Tuliskan ulang persis bagian kutipan dokumen tentang kasus impor gula Tom Lembong, mulai dari "JAKARTA — Mantan" dan berakhir pada "sorotan banyak pihak.".

Kutipan Dokumen:
- - - -

Soal Tom Lembong, Eks Hakim Sebut Kejagung Berwenang Usut Kasus Impor Gula

Arief Setyadi , Jurnalis
Rabu 23 Juli 2025 09:35 WIB
Tom Lembong (Foto: Nur Khabibi/Okezone)
Share :

JAKARTA — Mantan Menteri Perdagangan (Mendag) Thomas Trikasih Lembong atau Tom Lembong divonis 4,5 tahun penjara dalam kasus dugaan korupsi impor gula. Namun, baik Kejagung maupun Tom Lembong mengajukan banding atas vonis tersebut.

Tom Lembong merasa tak bersalah atas tuduhan tersebut. Sementara Kejagung mengajukan banding mengingat vonis lebih rendah dari tuntutan jaksa penuntut umum (JPU), yakni 7 tahun penjara. Kasus impor gula yang menjerat Tom Lembong pun menuai sorotan banyak pihak.

- - - -

Daftar Butir:
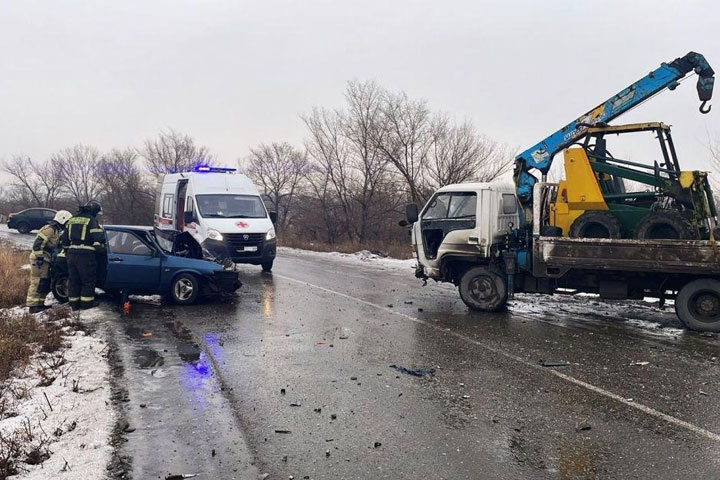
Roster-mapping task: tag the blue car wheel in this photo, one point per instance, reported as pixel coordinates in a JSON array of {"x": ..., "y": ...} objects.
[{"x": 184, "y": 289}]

- - - -

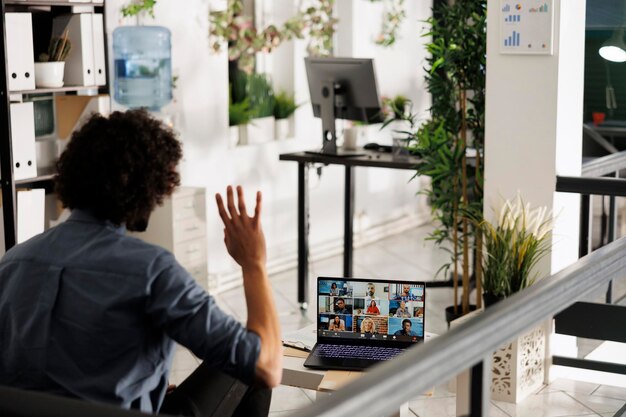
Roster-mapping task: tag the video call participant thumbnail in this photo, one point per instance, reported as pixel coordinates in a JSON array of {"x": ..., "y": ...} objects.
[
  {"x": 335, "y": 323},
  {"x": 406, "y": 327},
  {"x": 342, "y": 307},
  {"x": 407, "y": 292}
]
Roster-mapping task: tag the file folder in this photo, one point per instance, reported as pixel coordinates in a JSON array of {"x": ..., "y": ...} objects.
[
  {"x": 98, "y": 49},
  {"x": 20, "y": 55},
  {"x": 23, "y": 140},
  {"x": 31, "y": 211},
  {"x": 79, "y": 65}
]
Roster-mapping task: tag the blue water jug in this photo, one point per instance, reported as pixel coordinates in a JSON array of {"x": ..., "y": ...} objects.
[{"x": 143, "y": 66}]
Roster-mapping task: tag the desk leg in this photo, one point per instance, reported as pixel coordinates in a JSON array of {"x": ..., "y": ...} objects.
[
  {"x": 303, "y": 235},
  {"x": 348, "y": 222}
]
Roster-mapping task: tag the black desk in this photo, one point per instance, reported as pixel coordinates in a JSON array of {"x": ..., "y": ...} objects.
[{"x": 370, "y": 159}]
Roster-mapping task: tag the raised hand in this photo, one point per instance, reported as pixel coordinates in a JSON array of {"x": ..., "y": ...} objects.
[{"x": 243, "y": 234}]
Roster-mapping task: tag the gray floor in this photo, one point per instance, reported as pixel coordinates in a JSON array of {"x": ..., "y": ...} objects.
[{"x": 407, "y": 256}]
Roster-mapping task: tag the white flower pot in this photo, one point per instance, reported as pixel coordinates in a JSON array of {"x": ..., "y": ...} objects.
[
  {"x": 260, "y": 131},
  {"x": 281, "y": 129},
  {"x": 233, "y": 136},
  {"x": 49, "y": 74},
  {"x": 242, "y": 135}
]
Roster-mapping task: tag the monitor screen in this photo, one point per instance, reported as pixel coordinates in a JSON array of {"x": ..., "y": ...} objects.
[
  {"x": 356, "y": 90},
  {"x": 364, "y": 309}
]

- - - -

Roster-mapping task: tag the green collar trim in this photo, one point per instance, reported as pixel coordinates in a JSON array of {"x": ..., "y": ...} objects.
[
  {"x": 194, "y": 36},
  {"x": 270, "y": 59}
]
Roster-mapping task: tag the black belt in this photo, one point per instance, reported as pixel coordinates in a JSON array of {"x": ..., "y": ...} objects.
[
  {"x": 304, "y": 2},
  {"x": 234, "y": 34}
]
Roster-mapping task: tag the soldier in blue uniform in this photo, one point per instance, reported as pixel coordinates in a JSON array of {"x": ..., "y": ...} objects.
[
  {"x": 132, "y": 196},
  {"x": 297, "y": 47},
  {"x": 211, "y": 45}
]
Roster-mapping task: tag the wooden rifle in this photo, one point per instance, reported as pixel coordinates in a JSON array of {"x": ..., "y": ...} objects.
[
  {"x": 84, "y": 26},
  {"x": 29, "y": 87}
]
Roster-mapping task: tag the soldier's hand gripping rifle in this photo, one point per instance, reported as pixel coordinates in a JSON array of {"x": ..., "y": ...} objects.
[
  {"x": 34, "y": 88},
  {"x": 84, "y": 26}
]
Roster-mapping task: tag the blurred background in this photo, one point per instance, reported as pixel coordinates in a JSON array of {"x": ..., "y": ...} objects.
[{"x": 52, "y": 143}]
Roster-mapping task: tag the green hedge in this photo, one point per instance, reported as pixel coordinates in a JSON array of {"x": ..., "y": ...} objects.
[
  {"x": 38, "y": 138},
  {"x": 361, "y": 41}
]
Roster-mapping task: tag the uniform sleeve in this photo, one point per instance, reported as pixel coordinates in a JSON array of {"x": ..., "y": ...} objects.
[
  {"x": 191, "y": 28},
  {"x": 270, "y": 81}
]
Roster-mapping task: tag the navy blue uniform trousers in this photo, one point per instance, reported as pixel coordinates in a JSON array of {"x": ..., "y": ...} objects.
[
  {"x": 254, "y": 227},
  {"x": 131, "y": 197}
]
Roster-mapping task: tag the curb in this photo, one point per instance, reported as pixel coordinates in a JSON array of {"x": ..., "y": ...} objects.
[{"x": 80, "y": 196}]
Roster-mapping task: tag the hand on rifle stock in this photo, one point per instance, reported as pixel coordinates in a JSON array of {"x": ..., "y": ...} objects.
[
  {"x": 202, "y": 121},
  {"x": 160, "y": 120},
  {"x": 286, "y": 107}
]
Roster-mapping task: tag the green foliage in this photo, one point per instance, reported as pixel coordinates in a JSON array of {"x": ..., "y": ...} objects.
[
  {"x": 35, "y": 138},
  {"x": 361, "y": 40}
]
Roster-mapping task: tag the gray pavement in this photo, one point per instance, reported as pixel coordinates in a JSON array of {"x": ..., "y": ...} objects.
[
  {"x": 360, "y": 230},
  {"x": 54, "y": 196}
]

- - - -

Jawaban Lengkap:
JAKARTA — Mantan Menteri Perdagangan (Mendag) Thomas Trikasih Lembong atau Tom Lembong divonis 4,5 tahun penjara dalam kasus dugaan korupsi impor gula. Namun, baik Kejagung maupun Tom Lembong mengajukan banding atas vonis tersebut.

Tom Lembong merasa tak bersalah atas tuduhan tersebut. Sementara Kejagung mengajukan banding mengingat vonis lebih rendah dari tuntutan jaksa penuntut umum (JPU), yakni 7 tahun penjara. Kasus impor gula yang menjerat Tom Lembong pun menuai sorotan banyak pihak.